# [Requests]
1 > According to the statehouse report, why did senators Tom Davis and Lee Bright lead the filibuster on the road repair bill?
2 > Write out the part of the statehouse report starting with "After a couple" and going on through "cents a gallon.".
3 > List every kind of place where the statehouse report says Daniel's Law allows an adult to leave an unharmed infant.

# [Passage provided]
*****
07 Mar WBTW.com: SC Statehouse Report – Road Repair Money Takes Center Stage
To read the article published by Bob Juback on WBTW.com, please click here!
After a couple of weeks of senate filibusters, movement began last week on bill to repair South Carolina roads.
State senators Tom Davis (R-Beaufort) and Lee Bright (R-Spartanburg) led the filibuster because, they said, they didn’t like the part of the bill that would raise the gasoline tax by 12 cents a gallon.
Davis and Bright argued the state should use a one-time $1.3 billion surplus to fix roads.
“We’ve got $1.3 billion more this year being collected from South Carolinians than last year, and if you’re going to address the problem you start with the money you have in hand before you go back to the taxpayers and say we’re going to raise your taxes,” Davis said.
The new plan would not increase taxes but would set aside an additional $400 million towards repairs.
SCDOT secretary Christy Hall says that would bring the pavement on 95 percent of South Carolina interstates up to “good” condition but only 35 percent of our primary and secondary roads.
Many democrats oppose the new language, as do some republicans.
Republican House Speaker Jay Lucas (R-Hartsville) said the House is committed to a long-term solution to the roads issue, adding for “323 days, the Senate has had every opportunity to show leadership and propose a real, long-term solution for road repair in South Carolina. The current Senate amendment simply kicks the can further down the road and frankly, into a pothole. The General Assembly has been using general fund dollars to slap a band-aid on roads for years with very little to show for it. I urge the Senate to give this issue the attention that it requires and rally around a proposal with a long-term solution that keeps our families safe and our economy thriving.”
The senate will debate the bill tomorrow (3/8).
To read the bill as it stands now, click here.
South Carolina has a law called “Daniel’s Law,” which allows an adult, with some exceptions, to leave an unharmed infant at an open health care facility, law enforcement center, fire house or place of worship with no questions asked and with no risk of a criminal property.
The House last week (3/1) passed a bill that raises the maximum age of the infant from one month to six months old.
The bill also requires such “safe havens” to post a notice that shows you that it is a “safe haven.”
The bill is now in a Senate committee.
Among the bill’s sponsors are representatives Heather Crawford of Socastee and Pat Henegan of Bennettsville.
The South Carolina Senate introduced a bill that would change the state’s death penalty law.
*****
# [Supplied entries]
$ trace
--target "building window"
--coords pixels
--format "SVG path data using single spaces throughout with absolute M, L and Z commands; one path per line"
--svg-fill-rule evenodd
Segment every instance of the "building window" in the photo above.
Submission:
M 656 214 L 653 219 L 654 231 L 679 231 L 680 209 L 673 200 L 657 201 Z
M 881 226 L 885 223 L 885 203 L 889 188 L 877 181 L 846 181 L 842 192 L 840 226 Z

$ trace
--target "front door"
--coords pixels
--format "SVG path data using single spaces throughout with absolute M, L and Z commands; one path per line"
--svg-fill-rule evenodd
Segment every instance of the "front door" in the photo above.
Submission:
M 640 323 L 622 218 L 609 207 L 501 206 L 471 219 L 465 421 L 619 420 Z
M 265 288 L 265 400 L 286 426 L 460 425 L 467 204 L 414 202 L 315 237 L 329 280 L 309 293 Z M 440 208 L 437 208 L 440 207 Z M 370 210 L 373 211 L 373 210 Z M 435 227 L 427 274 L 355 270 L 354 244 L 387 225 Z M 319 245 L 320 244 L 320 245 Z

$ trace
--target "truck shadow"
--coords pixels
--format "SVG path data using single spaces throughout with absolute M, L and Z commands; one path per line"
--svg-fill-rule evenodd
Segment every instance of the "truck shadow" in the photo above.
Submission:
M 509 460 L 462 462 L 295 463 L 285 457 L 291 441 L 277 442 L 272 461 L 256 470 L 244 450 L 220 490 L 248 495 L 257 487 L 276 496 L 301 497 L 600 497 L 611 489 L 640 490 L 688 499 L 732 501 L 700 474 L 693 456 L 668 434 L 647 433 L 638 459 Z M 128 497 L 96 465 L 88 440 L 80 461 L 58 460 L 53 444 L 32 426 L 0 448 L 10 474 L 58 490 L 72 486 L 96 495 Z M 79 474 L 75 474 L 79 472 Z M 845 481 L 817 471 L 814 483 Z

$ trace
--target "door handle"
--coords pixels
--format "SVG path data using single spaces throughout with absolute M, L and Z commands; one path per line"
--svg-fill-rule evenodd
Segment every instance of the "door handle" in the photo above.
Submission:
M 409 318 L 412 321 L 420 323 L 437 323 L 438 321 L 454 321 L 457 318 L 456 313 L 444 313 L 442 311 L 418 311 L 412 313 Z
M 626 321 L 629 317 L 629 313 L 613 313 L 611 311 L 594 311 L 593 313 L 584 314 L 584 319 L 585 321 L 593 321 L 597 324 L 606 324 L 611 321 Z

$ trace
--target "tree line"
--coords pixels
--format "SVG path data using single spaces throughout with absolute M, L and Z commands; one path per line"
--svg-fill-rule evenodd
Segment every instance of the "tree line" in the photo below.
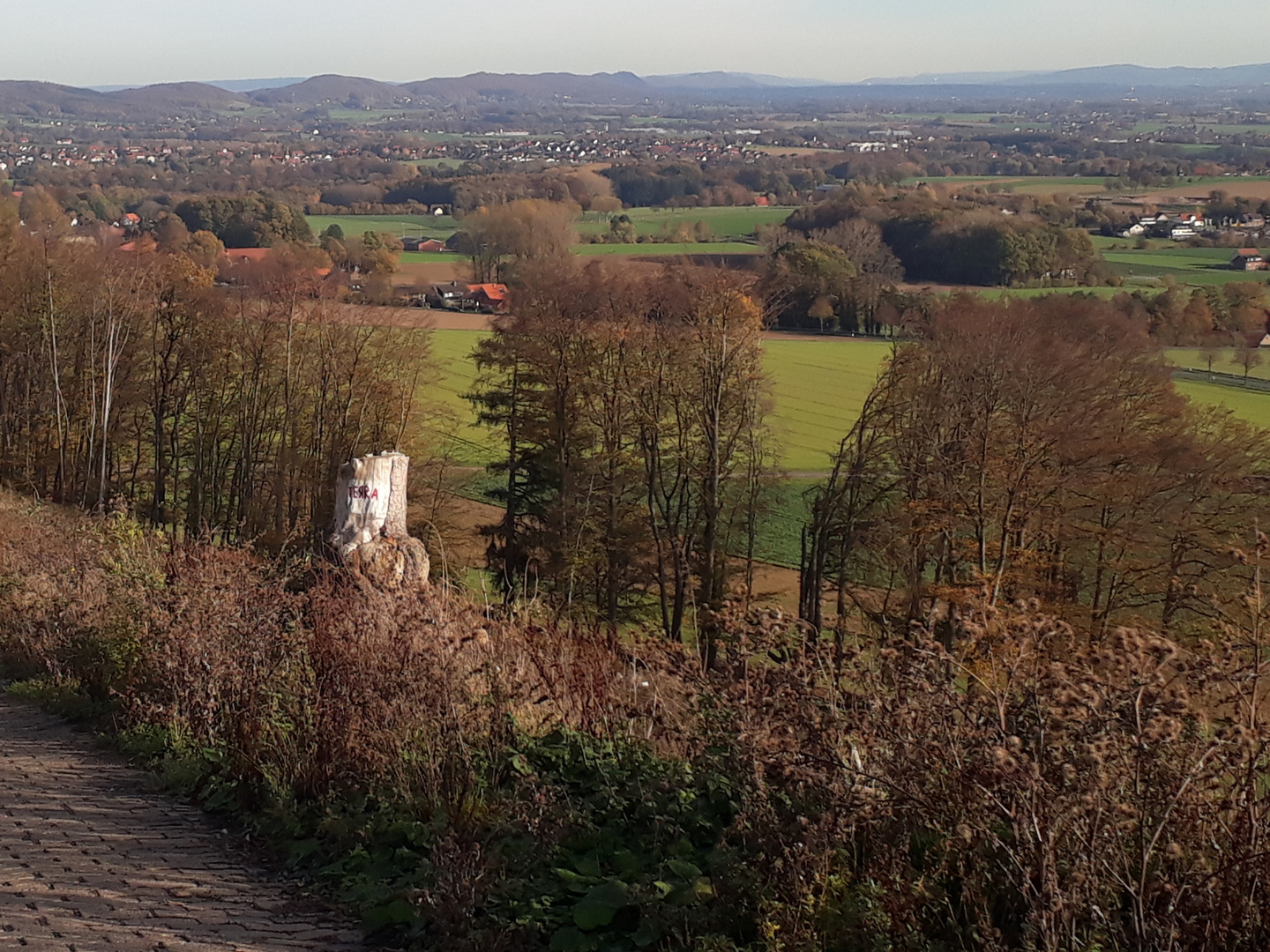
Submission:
*****
# [Solutions to the tasks]
1 > They said they didn't like the part of the bill that would raise the gasoline tax by 12 cents a gallon. They argued that the state should use a one-time $1.3 billion surplus to fix roads.

2 >
After a couple of weeks of senate filibusters, movement began last week on bill to repair South Carolina roads.
State senators Tom Davis (R-Beaufort) and Lee Bright (R-Spartanburg) led the filibuster because, they said, they didn’t like the part of the bill that would raise the gasoline tax by 12 cents a gallon.

3 >
- An open health care facility
- A law enforcement center
- A fire house
- A place of worship